Dataset records about object locations -
+ + +

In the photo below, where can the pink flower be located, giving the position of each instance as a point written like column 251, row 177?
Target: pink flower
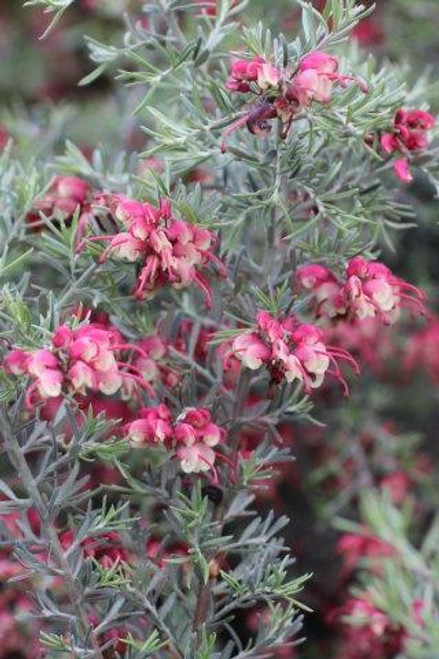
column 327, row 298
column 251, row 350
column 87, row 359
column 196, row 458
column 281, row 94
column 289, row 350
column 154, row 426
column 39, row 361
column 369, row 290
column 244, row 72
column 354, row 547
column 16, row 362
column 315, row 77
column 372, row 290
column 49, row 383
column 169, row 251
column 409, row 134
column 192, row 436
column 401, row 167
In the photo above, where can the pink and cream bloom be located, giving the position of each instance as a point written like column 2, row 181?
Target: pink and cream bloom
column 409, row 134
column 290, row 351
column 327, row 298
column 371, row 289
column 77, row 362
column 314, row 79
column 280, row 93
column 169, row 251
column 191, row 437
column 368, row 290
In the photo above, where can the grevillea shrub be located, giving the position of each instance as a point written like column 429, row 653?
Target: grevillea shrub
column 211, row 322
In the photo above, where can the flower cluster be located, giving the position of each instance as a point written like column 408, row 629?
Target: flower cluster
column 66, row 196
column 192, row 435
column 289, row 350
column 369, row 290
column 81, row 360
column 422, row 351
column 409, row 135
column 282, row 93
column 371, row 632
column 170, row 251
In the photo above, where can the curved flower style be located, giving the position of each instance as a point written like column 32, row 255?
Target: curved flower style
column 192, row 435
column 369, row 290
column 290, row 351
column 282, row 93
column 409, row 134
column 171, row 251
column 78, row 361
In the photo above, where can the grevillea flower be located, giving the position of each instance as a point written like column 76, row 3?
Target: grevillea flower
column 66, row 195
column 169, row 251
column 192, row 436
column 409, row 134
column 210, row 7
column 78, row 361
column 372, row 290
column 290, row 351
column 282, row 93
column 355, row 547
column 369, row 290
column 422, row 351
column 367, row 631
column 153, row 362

+ + +

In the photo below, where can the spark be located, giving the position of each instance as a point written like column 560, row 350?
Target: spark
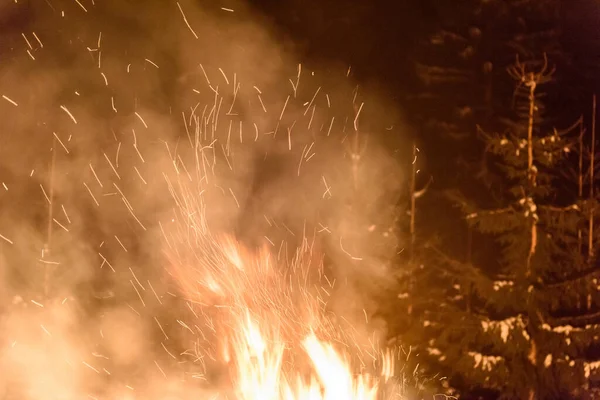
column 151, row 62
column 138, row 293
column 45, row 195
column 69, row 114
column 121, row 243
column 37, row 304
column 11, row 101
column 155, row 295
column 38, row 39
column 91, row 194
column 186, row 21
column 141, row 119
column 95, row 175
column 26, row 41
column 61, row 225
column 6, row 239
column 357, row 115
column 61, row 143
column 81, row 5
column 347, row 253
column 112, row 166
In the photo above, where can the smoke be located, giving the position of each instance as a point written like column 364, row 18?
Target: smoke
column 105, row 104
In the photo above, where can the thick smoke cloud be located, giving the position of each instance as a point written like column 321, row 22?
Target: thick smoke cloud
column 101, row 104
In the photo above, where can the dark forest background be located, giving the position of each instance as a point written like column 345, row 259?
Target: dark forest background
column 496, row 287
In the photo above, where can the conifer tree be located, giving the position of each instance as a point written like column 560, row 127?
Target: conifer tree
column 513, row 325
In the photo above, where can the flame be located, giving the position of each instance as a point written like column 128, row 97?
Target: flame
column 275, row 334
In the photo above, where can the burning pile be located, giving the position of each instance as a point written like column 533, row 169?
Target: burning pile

+ + +

Task -
Please turn the items from the line with "In the photo below, where can the spark" to the line with "column 141, row 119" into a two-column CSV with the headers item_text and answer, one row per item, with each field quoted and line breaks replaced by spaces. Leave the pictures out.

Task answer -
item_text,answer
"In the photo below, where can the spark be located, giving the position of each instance as a point written like column 560, row 350? Target: spark","column 151, row 62 column 138, row 293 column 45, row 195 column 69, row 114 column 121, row 243 column 37, row 304 column 11, row 101 column 155, row 295 column 38, row 39 column 91, row 194 column 186, row 21 column 141, row 119"